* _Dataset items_
:::

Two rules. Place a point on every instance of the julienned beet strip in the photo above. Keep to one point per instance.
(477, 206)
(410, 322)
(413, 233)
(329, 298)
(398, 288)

:::

* _What you should do_
Return the records above line for line, keeping every line as it stands.

* _Result below_
Two rules. Place a point on every instance of the julienned beet strip in the photo above. Keep to one point per instance.
(477, 206)
(410, 322)
(413, 233)
(329, 298)
(398, 288)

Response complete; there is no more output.